*Task requirements*
The reply should consist of the entire listing, word for word.

*Supplied records*
________________

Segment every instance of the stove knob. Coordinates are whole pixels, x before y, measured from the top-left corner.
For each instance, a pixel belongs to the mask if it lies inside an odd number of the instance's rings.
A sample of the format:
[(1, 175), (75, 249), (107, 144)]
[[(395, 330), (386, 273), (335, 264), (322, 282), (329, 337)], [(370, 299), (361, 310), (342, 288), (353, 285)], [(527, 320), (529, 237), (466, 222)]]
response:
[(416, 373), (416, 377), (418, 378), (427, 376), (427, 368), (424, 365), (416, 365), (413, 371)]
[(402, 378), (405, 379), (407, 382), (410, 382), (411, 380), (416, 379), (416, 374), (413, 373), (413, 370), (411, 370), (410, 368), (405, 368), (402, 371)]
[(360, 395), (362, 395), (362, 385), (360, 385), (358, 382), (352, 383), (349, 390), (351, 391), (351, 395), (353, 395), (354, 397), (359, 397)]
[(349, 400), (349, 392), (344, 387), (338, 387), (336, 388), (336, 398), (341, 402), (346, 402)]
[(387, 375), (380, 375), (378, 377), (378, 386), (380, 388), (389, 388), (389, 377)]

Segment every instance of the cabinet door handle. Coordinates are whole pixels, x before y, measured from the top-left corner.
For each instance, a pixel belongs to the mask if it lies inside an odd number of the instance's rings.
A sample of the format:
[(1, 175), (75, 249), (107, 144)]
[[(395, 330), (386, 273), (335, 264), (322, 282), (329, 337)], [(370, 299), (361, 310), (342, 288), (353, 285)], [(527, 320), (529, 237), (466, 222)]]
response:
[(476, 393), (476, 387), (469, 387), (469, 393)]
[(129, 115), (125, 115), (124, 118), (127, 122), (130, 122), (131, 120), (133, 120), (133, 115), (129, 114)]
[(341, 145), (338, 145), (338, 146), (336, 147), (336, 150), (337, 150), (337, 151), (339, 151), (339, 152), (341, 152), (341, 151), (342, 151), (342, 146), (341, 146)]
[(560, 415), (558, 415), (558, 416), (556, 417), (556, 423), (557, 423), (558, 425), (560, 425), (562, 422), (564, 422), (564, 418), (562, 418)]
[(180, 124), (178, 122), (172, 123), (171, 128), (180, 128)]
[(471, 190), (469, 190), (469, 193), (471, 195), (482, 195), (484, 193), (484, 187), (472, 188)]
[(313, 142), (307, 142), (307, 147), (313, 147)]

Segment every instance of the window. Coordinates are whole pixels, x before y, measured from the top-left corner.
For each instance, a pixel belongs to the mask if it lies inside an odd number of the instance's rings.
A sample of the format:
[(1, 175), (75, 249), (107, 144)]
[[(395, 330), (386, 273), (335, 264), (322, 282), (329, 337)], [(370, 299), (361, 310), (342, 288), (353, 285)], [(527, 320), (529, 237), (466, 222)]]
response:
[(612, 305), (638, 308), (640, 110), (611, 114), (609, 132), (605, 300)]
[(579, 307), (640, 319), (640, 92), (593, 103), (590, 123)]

________________

*Answer*
Segment every instance of the stove knob. Coordinates are whole pixels, x before y, measured from the top-left corner.
For each instance, a pixel belongs to the mask if it lies inside an odd number of the instance's rings.
A sample of the format:
[(1, 175), (75, 249), (107, 144)]
[[(395, 330), (386, 273), (335, 264), (322, 282), (329, 337)], [(370, 299), (361, 310), (342, 288), (353, 285)], [(527, 320), (529, 237), (466, 222)]]
response:
[(416, 373), (416, 377), (418, 378), (427, 376), (427, 368), (424, 365), (416, 365), (413, 371)]
[(402, 378), (405, 379), (407, 382), (410, 382), (411, 380), (416, 379), (416, 374), (413, 373), (413, 370), (411, 370), (410, 368), (405, 368), (402, 371)]
[(360, 395), (362, 395), (362, 385), (360, 385), (358, 382), (352, 383), (349, 390), (351, 391), (351, 395), (353, 395), (354, 397), (359, 397)]
[(349, 400), (349, 392), (344, 387), (338, 387), (336, 388), (336, 398), (341, 402), (346, 402)]
[(387, 375), (380, 375), (378, 377), (378, 386), (380, 388), (389, 388), (389, 377)]

Segment every instance of the cabinet door handle. Coordinates are whole pixels, x before y, measured from the top-left corner.
For each instance, a pixel belongs to the mask if it lies inside an odd number of the instance's rings.
A sample of the format:
[(1, 175), (75, 249), (107, 144)]
[[(395, 330), (386, 273), (335, 264), (322, 282), (329, 337)], [(370, 299), (361, 310), (342, 288), (353, 285)], [(527, 320), (529, 237), (466, 222)]]
response:
[(476, 393), (476, 387), (469, 387), (469, 393)]
[(129, 115), (125, 115), (124, 118), (127, 122), (130, 122), (131, 120), (133, 120), (133, 115), (129, 114)]
[(341, 145), (338, 145), (338, 146), (336, 147), (336, 150), (337, 150), (337, 151), (339, 151), (339, 152), (341, 152), (341, 151), (342, 151), (342, 146), (341, 146)]
[(560, 415), (558, 415), (558, 416), (556, 417), (556, 423), (557, 423), (558, 425), (560, 425), (562, 422), (564, 422), (564, 418), (562, 418)]
[(180, 124), (178, 122), (172, 123), (171, 128), (180, 128)]
[(471, 190), (469, 190), (469, 193), (471, 195), (482, 195), (484, 193), (484, 187), (472, 188)]
[(313, 142), (307, 142), (307, 147), (313, 147)]

Segment every instance of the window. Coordinates are whole pixels, x before y, measured from the top-left corner.
For each instance, a pixel belongs to the mask if it lies inside an odd number of the instance's rings.
A sample of the format:
[(1, 175), (75, 249), (107, 144)]
[[(395, 330), (386, 273), (335, 264), (322, 282), (329, 337)], [(370, 299), (361, 310), (342, 288), (353, 285)], [(527, 320), (529, 237), (466, 222)]]
response:
[(612, 305), (638, 308), (640, 110), (611, 114), (609, 132), (605, 300)]
[(579, 307), (640, 319), (640, 92), (593, 103), (590, 123)]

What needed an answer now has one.